INSTRUCTIONS FOR THE TASK
Line tally for "outline": state how many lines of the entries include it, with no other text.

EXERCISE MATERIAL
________________
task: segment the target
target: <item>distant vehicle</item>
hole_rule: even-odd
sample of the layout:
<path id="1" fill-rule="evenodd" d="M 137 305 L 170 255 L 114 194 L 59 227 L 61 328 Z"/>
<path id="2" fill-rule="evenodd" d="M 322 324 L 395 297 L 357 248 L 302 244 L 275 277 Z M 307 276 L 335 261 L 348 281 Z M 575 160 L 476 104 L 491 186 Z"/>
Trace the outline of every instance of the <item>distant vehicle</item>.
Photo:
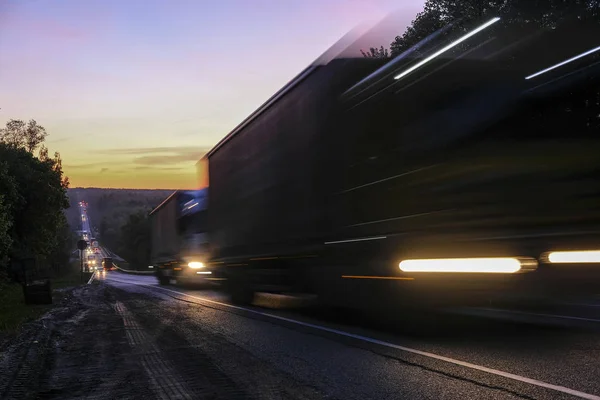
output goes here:
<path id="1" fill-rule="evenodd" d="M 150 213 L 151 264 L 161 285 L 207 282 L 206 190 L 176 191 Z"/>
<path id="2" fill-rule="evenodd" d="M 110 271 L 113 268 L 113 260 L 111 257 L 104 257 L 102 259 L 102 268 L 105 271 Z"/>

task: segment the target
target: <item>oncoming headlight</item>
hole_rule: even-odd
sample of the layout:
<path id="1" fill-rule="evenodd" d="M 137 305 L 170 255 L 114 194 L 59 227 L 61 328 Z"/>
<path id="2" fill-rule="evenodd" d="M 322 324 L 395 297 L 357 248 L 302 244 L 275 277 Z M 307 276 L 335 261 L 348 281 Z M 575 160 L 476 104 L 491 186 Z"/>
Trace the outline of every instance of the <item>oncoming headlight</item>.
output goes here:
<path id="1" fill-rule="evenodd" d="M 188 267 L 193 269 L 204 268 L 204 264 L 198 261 L 192 261 L 188 263 Z"/>

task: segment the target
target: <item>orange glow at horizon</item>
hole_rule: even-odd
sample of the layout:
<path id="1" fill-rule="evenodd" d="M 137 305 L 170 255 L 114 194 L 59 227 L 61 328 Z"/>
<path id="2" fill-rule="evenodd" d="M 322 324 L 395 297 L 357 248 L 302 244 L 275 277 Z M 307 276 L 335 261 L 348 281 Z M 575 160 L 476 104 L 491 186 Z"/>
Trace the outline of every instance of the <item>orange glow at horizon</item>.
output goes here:
<path id="1" fill-rule="evenodd" d="M 181 171 L 146 170 L 123 173 L 106 171 L 69 171 L 69 187 L 97 187 L 107 189 L 198 189 L 198 178 L 194 168 Z"/>

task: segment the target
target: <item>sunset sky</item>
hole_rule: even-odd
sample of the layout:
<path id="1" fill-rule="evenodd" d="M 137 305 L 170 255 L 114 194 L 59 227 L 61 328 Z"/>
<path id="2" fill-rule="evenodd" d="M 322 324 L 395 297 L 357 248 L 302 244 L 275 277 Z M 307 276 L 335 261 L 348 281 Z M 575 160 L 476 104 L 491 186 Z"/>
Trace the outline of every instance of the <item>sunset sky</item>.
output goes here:
<path id="1" fill-rule="evenodd" d="M 43 125 L 71 187 L 193 188 L 196 161 L 341 36 L 423 3 L 0 0 L 0 126 Z"/>

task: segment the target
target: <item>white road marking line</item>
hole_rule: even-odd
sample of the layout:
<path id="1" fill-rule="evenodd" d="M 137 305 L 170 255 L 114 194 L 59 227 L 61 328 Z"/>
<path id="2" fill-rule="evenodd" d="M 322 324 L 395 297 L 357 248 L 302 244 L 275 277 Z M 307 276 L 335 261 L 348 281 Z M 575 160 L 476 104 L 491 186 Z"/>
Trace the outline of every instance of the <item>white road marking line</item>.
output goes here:
<path id="1" fill-rule="evenodd" d="M 525 311 L 502 310 L 500 308 L 476 308 L 476 310 L 501 312 L 501 313 L 505 313 L 505 314 L 534 315 L 536 317 L 572 319 L 572 320 L 576 320 L 576 321 L 600 322 L 600 319 L 594 319 L 594 318 L 573 317 L 570 315 L 559 315 L 559 314 L 530 313 L 530 312 L 525 312 Z"/>
<path id="2" fill-rule="evenodd" d="M 92 283 L 92 281 L 94 280 L 94 277 L 95 277 L 95 276 L 96 276 L 96 271 L 92 272 L 92 276 L 90 276 L 90 280 L 89 280 L 89 281 L 88 281 L 88 283 L 87 283 L 88 285 L 89 285 L 90 283 Z"/>
<path id="3" fill-rule="evenodd" d="M 311 323 L 307 323 L 307 322 L 297 321 L 297 320 L 290 319 L 290 318 L 280 317 L 278 315 L 264 313 L 264 312 L 252 310 L 252 309 L 249 309 L 249 308 L 234 306 L 234 305 L 227 304 L 227 303 L 222 303 L 222 302 L 219 302 L 219 301 L 205 299 L 203 297 L 192 296 L 192 295 L 187 294 L 187 293 L 179 292 L 177 290 L 167 289 L 167 288 L 164 288 L 164 287 L 161 287 L 161 286 L 157 286 L 157 285 L 150 285 L 150 284 L 146 284 L 146 283 L 135 283 L 135 282 L 131 282 L 131 281 L 129 281 L 129 282 L 127 282 L 127 281 L 120 281 L 118 279 L 112 279 L 112 278 L 109 278 L 107 280 L 114 280 L 114 281 L 121 282 L 121 283 L 128 283 L 128 284 L 132 284 L 132 285 L 148 286 L 148 287 L 151 287 L 151 288 L 154 288 L 154 289 L 161 289 L 161 290 L 165 290 L 167 292 L 177 293 L 179 295 L 191 297 L 193 299 L 197 299 L 197 300 L 204 301 L 204 302 L 207 302 L 207 303 L 217 304 L 217 305 L 220 305 L 220 306 L 223 306 L 223 307 L 233 308 L 233 309 L 236 309 L 236 310 L 242 310 L 242 311 L 246 311 L 246 312 L 249 312 L 249 313 L 261 315 L 261 316 L 264 316 L 264 317 L 273 318 L 273 319 L 277 319 L 277 320 L 280 320 L 280 321 L 285 321 L 285 322 L 289 322 L 289 323 L 293 323 L 293 324 L 297 324 L 297 325 L 301 325 L 301 326 L 306 326 L 306 327 L 313 328 L 313 329 L 316 329 L 316 330 L 320 330 L 320 331 L 323 331 L 323 332 L 334 333 L 334 334 L 339 335 L 339 336 L 349 337 L 349 338 L 361 340 L 361 341 L 364 341 L 364 342 L 367 342 L 367 343 L 373 343 L 373 344 L 377 344 L 377 345 L 380 345 L 380 346 L 389 347 L 389 348 L 393 348 L 393 349 L 396 349 L 396 350 L 401 350 L 401 351 L 404 351 L 404 352 L 407 352 L 407 353 L 418 354 L 418 355 L 423 356 L 423 357 L 428 357 L 428 358 L 432 358 L 432 359 L 435 359 L 435 360 L 444 361 L 444 362 L 447 362 L 447 363 L 450 363 L 450 364 L 460 365 L 461 367 L 470 368 L 470 369 L 474 369 L 474 370 L 481 371 L 481 372 L 487 372 L 489 374 L 501 376 L 503 378 L 512 379 L 512 380 L 523 382 L 523 383 L 529 383 L 530 385 L 539 386 L 539 387 L 543 387 L 543 388 L 546 388 L 546 389 L 555 390 L 557 392 L 562 392 L 562 393 L 570 394 L 572 396 L 580 397 L 582 399 L 600 400 L 600 396 L 596 396 L 596 395 L 593 395 L 593 394 L 590 394 L 590 393 L 580 392 L 579 390 L 570 389 L 570 388 L 565 387 L 565 386 L 553 385 L 551 383 L 547 383 L 547 382 L 544 382 L 544 381 L 539 381 L 537 379 L 527 378 L 525 376 L 521 376 L 521 375 L 517 375 L 517 374 L 512 374 L 510 372 L 504 372 L 504 371 L 501 371 L 501 370 L 498 370 L 498 369 L 488 368 L 488 367 L 484 367 L 482 365 L 477 365 L 477 364 L 473 364 L 473 363 L 466 362 L 466 361 L 456 360 L 456 359 L 450 358 L 450 357 L 440 356 L 438 354 L 429 353 L 427 351 L 412 349 L 410 347 L 404 347 L 404 346 L 400 346 L 400 345 L 397 345 L 397 344 L 393 344 L 393 343 L 389 343 L 389 342 L 384 342 L 382 340 L 373 339 L 373 338 L 370 338 L 370 337 L 367 337 L 367 336 L 356 335 L 356 334 L 353 334 L 353 333 L 340 331 L 338 329 L 327 328 L 325 326 L 320 326 L 320 325 L 315 325 L 315 324 L 311 324 Z"/>

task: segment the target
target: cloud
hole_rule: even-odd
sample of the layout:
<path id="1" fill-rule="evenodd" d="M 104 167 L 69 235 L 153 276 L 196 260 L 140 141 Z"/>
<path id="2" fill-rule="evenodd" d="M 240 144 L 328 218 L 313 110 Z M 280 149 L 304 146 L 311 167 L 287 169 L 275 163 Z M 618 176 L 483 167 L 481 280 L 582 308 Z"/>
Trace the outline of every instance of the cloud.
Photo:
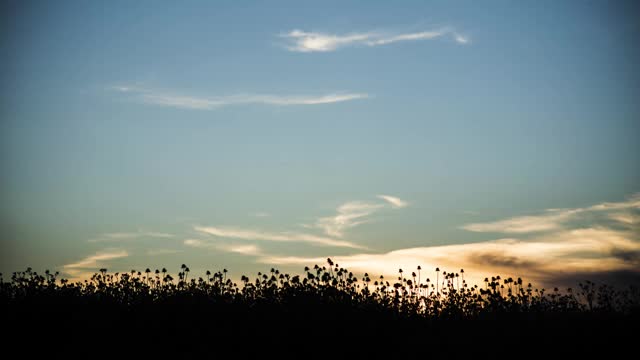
________________
COMPLETED EXERCISE
6